Assigned task. Convert every line of the items that follow into a JSON list of strings, one string per line, leaving out any blank lines.

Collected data
════════════════

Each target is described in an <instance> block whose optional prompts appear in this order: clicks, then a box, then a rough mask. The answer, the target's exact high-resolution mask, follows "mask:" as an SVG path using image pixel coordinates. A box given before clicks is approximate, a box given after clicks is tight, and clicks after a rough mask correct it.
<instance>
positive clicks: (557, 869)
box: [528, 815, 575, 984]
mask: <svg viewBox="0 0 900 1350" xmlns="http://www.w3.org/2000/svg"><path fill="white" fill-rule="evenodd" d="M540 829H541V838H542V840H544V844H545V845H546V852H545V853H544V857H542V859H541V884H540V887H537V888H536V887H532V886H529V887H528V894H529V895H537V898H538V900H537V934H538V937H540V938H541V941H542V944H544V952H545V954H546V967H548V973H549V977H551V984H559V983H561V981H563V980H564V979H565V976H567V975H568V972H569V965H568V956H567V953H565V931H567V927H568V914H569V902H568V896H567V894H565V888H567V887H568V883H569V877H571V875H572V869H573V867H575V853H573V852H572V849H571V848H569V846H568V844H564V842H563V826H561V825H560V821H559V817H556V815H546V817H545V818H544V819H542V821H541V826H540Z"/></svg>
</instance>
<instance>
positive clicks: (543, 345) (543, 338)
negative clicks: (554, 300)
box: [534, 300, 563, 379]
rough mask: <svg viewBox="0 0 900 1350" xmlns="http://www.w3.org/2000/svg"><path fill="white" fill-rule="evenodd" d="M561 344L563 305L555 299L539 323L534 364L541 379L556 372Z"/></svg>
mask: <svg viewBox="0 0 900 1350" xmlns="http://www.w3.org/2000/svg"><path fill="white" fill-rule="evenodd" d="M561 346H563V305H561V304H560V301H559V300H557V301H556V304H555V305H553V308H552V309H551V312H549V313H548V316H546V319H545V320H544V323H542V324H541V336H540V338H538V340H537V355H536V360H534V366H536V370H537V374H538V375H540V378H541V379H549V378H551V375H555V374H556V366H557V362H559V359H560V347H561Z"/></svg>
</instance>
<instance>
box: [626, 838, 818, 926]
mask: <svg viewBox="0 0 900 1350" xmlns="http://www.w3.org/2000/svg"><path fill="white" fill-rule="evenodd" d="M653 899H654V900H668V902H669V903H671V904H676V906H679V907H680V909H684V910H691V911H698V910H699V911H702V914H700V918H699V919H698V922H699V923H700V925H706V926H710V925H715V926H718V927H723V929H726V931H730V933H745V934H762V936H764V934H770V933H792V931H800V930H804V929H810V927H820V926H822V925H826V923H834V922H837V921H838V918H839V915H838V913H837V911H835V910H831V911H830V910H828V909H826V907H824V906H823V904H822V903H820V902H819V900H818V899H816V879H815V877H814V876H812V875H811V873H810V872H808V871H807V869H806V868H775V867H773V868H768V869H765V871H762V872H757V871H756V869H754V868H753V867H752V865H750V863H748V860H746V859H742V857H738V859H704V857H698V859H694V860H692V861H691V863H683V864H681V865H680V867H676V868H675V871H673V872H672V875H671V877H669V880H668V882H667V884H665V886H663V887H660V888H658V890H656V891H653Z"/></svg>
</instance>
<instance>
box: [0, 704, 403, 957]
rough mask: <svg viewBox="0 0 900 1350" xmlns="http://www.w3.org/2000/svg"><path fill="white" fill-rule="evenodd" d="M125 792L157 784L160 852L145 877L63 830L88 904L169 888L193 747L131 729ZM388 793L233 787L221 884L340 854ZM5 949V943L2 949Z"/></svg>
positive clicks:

════════════════

Task output.
[
  "Each target is described in an <instance> block whose optional prompts appear in this order: clicks, then a box, then a rough mask. The answer, the target's exact high-resolution mask, follows \"mask:\" as an SVG path using image pixel coordinates. A box given before clicks is approximate, a box given after clicks is tight, and clicks after a rough mask correct it.",
  "<instance>",
  "positive clicks: (557, 869)",
  "box: [528, 815, 575, 984]",
  "mask: <svg viewBox=\"0 0 900 1350\" xmlns=\"http://www.w3.org/2000/svg\"><path fill=\"white\" fill-rule=\"evenodd\" d=\"M540 829H541V838H542V840H544V844H545V845H546V852H545V853H544V857H542V859H541V884H540V887H537V888H536V887H532V886H529V887H528V894H529V895H537V898H538V900H537V934H538V937H540V938H541V941H542V944H544V952H545V954H546V967H548V973H549V977H551V984H559V983H561V981H563V980H564V979H565V976H567V975H568V972H569V965H568V956H567V953H565V931H567V927H568V914H569V902H568V896H567V894H565V888H567V887H568V883H569V877H571V875H572V869H573V867H575V853H573V852H572V849H571V848H569V846H568V844H564V842H563V826H561V825H560V821H559V817H556V815H546V817H545V818H544V819H542V821H541V826H540Z\"/></svg>",
  "</instance>",
  "<instance>",
  "positive clicks: (543, 345) (543, 338)",
  "negative clicks: (554, 300)",
  "box: [534, 300, 563, 379]",
  "rough mask: <svg viewBox=\"0 0 900 1350\" xmlns=\"http://www.w3.org/2000/svg\"><path fill=\"white\" fill-rule=\"evenodd\" d=\"M561 344L563 305L555 299L539 323L534 364L541 379L556 372Z\"/></svg>",
  "mask: <svg viewBox=\"0 0 900 1350\" xmlns=\"http://www.w3.org/2000/svg\"><path fill=\"white\" fill-rule=\"evenodd\" d=\"M561 346H563V305H561V304H560V301H559V300H557V301H556V304H555V305H553V308H552V309H551V312H549V313H548V316H546V319H545V320H544V323H542V324H541V336H540V338H538V340H537V355H536V360H534V366H536V370H537V374H538V375H540V378H541V379H549V378H551V375H555V374H556V366H557V362H559V359H560V347H561Z\"/></svg>",
  "</instance>",
  "<instance>",
  "box: [626, 838, 818, 926]",
  "mask: <svg viewBox=\"0 0 900 1350\" xmlns=\"http://www.w3.org/2000/svg\"><path fill=\"white\" fill-rule=\"evenodd\" d=\"M653 899H654V900H668V902H669V903H671V904H676V906H679V907H680V909H684V910H691V911H698V910H699V911H702V914H700V918H699V919H698V922H699V923H700V925H706V926H710V925H715V926H718V927H723V929H726V931H730V933H745V934H762V936H764V934H770V933H792V931H800V930H804V929H810V927H820V926H822V925H826V923H834V922H837V921H838V918H839V915H838V913H837V911H835V910H831V911H830V910H828V909H826V907H824V906H823V904H822V903H820V902H819V900H818V899H816V879H815V877H814V876H812V875H811V873H810V872H808V871H807V869H806V868H775V867H773V868H768V869H765V871H762V872H757V871H756V869H754V868H753V867H752V865H750V863H748V860H746V859H742V857H738V859H704V857H698V859H694V860H692V861H691V863H683V864H681V865H680V867H676V868H675V871H673V872H672V875H671V877H669V880H668V882H667V884H665V886H663V887H660V888H658V890H656V891H653Z\"/></svg>",
  "</instance>",
  "<instance>",
  "box: [0, 704, 403, 957]",
  "rough mask: <svg viewBox=\"0 0 900 1350\" xmlns=\"http://www.w3.org/2000/svg\"><path fill=\"white\" fill-rule=\"evenodd\" d=\"M125 792L157 784L160 852L145 877L63 830L88 904L169 888L193 747L131 729ZM388 793L233 787L221 884L340 854ZM5 949V943L2 949Z\"/></svg>",
  "positive clicks:"
]